**What the exercise asks**
Among the records that follow, find the line with "Target: queen street mall arch" and the line with "Target: rubbish bin". Set down those lines and all lines between them exactly, without adding anything.

**Referring expression data**
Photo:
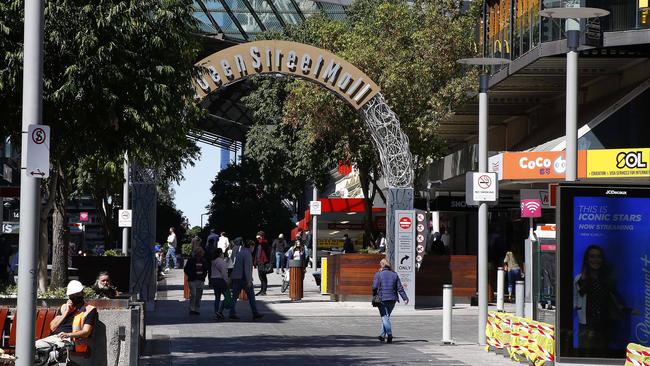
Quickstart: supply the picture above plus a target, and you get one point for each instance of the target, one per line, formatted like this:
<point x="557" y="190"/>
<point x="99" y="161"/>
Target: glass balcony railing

...

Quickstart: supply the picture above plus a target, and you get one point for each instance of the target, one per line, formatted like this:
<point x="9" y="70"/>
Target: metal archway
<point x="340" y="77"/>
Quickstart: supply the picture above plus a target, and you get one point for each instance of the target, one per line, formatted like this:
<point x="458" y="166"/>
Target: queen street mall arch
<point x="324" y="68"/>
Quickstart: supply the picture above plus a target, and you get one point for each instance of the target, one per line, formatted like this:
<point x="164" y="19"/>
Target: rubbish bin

---

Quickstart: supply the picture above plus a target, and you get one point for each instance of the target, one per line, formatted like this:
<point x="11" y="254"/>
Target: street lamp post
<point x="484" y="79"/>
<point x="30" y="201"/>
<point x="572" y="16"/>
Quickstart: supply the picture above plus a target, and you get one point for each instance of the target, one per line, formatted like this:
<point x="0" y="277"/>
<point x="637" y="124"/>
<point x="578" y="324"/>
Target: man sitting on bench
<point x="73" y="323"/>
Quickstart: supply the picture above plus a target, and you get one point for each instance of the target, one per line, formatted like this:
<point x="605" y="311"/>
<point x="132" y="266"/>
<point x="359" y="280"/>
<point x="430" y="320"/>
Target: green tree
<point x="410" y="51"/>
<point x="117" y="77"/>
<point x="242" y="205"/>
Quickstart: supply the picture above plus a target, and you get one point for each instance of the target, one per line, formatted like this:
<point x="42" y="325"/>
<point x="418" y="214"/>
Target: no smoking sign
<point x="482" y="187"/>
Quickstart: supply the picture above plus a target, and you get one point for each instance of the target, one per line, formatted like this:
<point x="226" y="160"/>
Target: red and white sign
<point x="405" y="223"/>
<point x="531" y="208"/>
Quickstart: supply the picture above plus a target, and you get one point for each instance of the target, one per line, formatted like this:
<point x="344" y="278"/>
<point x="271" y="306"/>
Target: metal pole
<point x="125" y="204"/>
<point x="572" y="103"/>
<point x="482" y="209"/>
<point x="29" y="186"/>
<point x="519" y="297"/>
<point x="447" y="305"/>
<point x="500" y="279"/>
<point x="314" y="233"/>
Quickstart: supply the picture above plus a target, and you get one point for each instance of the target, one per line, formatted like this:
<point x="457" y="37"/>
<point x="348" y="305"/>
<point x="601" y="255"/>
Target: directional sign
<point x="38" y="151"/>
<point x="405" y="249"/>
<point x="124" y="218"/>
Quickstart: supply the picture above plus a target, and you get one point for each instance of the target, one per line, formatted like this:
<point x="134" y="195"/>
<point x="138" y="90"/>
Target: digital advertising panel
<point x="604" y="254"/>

**Answer to the problem**
Target: queen street mall arch
<point x="324" y="68"/>
Quickstart: supply the picture above plus a target, and you get one point for each instance of the target, one per line, formatted like this:
<point x="164" y="19"/>
Target: rubbish bin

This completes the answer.